Texte extrait:

:::::

La Montagne des morts

CRITIQUES BD

Rome, 12 av. JC. Titus, fils d’Alix, assiste, impuissant, à un autodafé où sont détruits des livres censés être dangereux pour le monde. Pendant ce temps, secrètement manipulé par Livie, épouse de l’empereur Auguste, Kephren entraine Alix dans le désert égyptien, jusqu’à l’oasis d’Amon-Zeus dont le temple du dieu, visité par Alexandre, est censé détenir la statue de Cybèle qui exhaussera ses désirs. Pour amadouer les prêtres, le préfet Barbarus leur a confié la plus grosse émeraude sortie des mines impériales de la Mer Rouge. Mais leur petite troupe est suivie par une bande de guerriers dont la tête est affublée d’un crâne de bélier…

Un récit sombre, pas seulement en raison des scènes de nuit ou de celles se déroulant dans les grottes mais surtout des sentiments qui agitent le jeune Kephren. Tout d’abord avec la haine qu’il porte à son père Enak –accusé de l’avoir abandonné au berceau– mais aussi ses désirs fous de retrouver son intégrité physique et d’accéder à l’éternité et au pouvoir absolu, de devenir un nouvel Alexandre mais encore plus grand, plus puissant. Sombre aussi en raison de la barbare cruauté des prêtres d’Amon-Zeus qui condamne à mort les paysans de l’oasis assassinés par les Siwis, descendants des premiers occupants du site, chassés de chez eux par les Egyptiens et les Romains…

Un récit sombre où l’on suit portant avec intérêt un Alix désabusé qui ne s’étonne même plus d’être entouré de traitres. Un récit sombre dont le scénario de Valérie Mangin fait, avec habileté, une histoire (plausible) dans l’Histoire. Un récit poignant et humain.

Alix senator, tome 6 : La Montagne des morts, Jacques Martin, Valérie Mangin et Thierry Démarez. Editions Casterman, 48 pages, 13,95 euros.

:::::

Extraits de données:

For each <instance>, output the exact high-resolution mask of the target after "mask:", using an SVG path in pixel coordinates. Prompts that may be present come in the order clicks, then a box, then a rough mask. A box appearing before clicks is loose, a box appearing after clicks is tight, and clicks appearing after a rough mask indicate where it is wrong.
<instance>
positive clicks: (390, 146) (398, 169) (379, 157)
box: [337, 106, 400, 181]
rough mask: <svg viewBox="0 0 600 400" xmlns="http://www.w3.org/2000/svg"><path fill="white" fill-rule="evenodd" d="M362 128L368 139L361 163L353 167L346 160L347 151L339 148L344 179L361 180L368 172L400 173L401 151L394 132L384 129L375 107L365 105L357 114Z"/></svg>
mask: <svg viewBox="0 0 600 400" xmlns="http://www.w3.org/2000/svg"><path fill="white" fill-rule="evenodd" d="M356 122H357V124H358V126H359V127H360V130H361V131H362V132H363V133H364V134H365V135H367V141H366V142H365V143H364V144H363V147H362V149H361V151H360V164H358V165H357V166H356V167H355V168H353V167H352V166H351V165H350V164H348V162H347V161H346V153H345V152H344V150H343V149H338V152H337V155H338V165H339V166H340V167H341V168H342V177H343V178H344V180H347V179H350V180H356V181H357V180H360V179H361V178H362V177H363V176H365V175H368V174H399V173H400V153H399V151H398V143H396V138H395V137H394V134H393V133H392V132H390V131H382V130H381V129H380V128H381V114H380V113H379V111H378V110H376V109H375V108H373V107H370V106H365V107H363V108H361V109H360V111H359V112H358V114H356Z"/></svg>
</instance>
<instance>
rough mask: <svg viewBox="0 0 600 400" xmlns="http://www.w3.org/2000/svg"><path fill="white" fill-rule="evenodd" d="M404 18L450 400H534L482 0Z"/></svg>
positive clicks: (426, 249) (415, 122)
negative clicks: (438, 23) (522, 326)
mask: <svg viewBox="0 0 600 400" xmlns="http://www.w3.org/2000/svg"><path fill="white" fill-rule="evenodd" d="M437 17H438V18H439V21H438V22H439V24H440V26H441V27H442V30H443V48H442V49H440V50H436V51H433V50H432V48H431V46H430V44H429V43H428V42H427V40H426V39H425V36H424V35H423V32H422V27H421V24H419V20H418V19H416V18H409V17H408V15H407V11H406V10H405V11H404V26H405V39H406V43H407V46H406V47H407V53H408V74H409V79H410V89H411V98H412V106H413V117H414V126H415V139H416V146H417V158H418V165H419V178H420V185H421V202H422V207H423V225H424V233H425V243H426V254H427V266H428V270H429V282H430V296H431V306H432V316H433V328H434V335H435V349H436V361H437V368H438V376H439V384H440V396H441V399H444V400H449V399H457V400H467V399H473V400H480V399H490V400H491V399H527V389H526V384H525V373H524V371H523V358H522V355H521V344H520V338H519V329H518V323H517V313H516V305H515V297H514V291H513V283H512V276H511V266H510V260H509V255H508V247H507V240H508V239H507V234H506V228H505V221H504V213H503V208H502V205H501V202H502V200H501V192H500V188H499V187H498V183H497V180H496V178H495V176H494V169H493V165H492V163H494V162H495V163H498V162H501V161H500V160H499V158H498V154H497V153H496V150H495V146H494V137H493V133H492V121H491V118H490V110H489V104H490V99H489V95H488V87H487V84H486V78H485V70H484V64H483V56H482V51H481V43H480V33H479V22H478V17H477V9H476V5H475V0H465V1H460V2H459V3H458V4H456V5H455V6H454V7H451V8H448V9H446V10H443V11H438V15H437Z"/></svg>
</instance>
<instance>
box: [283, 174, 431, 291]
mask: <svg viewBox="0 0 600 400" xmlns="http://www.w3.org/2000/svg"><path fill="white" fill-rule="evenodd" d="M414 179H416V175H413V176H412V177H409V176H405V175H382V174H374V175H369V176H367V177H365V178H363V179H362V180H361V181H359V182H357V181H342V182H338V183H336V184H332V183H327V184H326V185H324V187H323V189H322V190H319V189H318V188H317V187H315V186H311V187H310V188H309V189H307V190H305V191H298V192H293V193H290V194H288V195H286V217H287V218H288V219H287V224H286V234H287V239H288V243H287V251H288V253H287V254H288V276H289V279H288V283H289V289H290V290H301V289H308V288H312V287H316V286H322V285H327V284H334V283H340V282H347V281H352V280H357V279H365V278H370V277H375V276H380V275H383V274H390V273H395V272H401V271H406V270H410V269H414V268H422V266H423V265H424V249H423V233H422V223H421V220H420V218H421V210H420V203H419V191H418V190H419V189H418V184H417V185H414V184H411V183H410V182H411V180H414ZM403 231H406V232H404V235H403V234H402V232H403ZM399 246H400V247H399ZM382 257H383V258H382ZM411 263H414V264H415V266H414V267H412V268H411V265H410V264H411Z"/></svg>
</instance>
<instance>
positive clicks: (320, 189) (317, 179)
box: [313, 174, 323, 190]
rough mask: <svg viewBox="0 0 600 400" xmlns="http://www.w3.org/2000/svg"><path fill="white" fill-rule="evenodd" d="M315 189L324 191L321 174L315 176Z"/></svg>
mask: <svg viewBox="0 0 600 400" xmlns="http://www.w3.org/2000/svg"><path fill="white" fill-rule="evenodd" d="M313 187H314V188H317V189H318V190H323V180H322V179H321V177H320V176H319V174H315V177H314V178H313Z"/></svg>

:::::

Objectif de l'exercice: Pour chacune des affirmations suivantes, indiquez par oui ou par non si elle concorde avec la critique de La Montagne des morts, en citant textuellement les mots décisifs de celle-ci : (a) Titus assiste à un autodafé à Rome ; (b) c'est Livie qui a confié l'émeraude aux prêtres ; (c) l'album compte 64 pages.

Réponse rédigée:
(a) Oui : « Titus, fils d’Alix, assiste, impuissant, à un autodafé ».
(b) Non : « le préfet Barbarus leur a confié la plus grosse émeraude ».
(c) Non : « 48 pages ».